[Working data]
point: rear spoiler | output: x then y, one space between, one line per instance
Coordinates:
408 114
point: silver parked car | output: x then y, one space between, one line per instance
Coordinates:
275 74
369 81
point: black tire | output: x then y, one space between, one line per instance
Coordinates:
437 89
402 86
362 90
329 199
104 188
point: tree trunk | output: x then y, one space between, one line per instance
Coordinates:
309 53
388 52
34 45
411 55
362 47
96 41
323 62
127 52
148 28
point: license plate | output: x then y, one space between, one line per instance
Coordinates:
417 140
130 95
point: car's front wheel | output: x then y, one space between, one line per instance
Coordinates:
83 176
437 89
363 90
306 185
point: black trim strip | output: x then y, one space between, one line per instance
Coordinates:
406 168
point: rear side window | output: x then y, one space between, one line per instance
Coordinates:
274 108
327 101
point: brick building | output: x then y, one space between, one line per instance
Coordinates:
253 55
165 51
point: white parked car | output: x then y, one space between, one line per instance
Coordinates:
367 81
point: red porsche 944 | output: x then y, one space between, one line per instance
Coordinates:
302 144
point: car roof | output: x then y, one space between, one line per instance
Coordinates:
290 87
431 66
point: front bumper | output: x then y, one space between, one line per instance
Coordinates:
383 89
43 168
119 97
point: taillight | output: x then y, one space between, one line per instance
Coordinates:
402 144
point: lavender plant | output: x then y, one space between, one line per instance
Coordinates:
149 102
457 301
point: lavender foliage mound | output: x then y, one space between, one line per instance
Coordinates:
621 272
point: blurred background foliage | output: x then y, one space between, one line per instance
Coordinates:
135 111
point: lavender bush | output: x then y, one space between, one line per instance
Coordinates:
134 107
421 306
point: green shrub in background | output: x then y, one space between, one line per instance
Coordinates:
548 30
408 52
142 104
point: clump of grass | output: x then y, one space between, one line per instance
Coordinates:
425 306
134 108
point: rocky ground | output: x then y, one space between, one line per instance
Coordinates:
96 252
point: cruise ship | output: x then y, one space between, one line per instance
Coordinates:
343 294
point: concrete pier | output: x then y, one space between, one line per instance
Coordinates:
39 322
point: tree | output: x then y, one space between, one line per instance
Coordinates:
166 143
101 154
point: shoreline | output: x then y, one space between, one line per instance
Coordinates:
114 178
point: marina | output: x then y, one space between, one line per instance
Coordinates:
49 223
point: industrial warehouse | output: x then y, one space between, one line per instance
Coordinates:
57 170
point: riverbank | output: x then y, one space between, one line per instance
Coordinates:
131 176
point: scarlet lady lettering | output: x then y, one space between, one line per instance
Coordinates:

[Set exercise]
Transcribe the full listing above line for line, keeping every word, number, and mark unchanged.

[Solution to the problem]
point: rear spoiler | output: x then y, one space between, one line per instance
Coordinates:
408 114
point: silver parked car | output: x then y, one space between, one line per instance
Coordinates:
275 74
369 81
point: black tire | output: x then y, one space between, one line per instance
Coordinates:
437 89
402 86
362 90
329 199
104 188
point: tree trunk | output: x then y, one space between, one line per instance
Coordinates:
309 53
388 52
34 45
411 55
362 47
96 41
323 62
127 52
148 28
point: license plate | output: x then y, one space between, one line per instance
Coordinates:
417 140
130 95
point: car's front wheel | output: x then y, one space between, one line per instance
Coordinates:
83 176
437 89
363 90
306 185
point: black trim strip | output: x then y, one space between, one line per instance
Coordinates:
406 168
point: rear side window | output: x then y, one space between, one line per instance
Coordinates:
274 108
327 101
point: brick building | output: x then y, one space between, one line per instance
Coordinates:
253 55
165 51
point: white parked car | output: x then y, one space between, one line per instance
Coordinates:
367 81
point: red porsche 944 | output: x then y, one space between, one line per instance
Coordinates:
302 144
point: car roof | output: x then y, one space between, one line per instance
Coordinates:
290 87
431 66
point: front bumper | output: x then y, one space between, one line per instance
Coordinates:
383 89
43 168
119 97
point: taillight | output: x then y, one space between, one line per instance
Coordinates:
402 144
point: lavender plant | output: x then y, one space between, one line per instance
Coordinates:
149 102
457 301
point: lavender foliage mound | output: x then y, one space between, one line per instance
Coordinates:
621 272
point: blurred background foliage | output: x then y, one space between, one line per instance
Coordinates:
135 111
point: lavender bush | output: x then y, one space between, one line per instance
Coordinates:
134 107
421 306
point: green shrub in background | output: x then y, one space between, one line per instance
Coordinates:
548 30
408 52
142 104
point: clump of grass | output: x then y, one space between, one line per instance
Coordinates:
425 306
134 108
point: rocky ground | output: x then y, one space between, one line per instance
Coordinates:
96 252
point: cruise ship | output: x then y, one space between, one line per instance
Coordinates:
343 294
point: concrete pier | output: x then y, one space between, one line per instance
Coordinates:
39 322
point: tree | output: x then y, one space between, one line per instance
Coordinates:
166 143
101 154
point: shoreline | output: x then y, one space between, one line per instance
Coordinates:
114 178
point: marina | output: x then y, one space between, one line per instance
Coordinates:
49 223
point: industrial warehouse | output: x then y, one space between, one line per instance
Coordinates:
57 170
point: riverbank | output: x then y, one space between, one line per instance
Coordinates:
131 176
point: scarlet lady lettering | output: x then y, one space between, one line per instance
Coordinates:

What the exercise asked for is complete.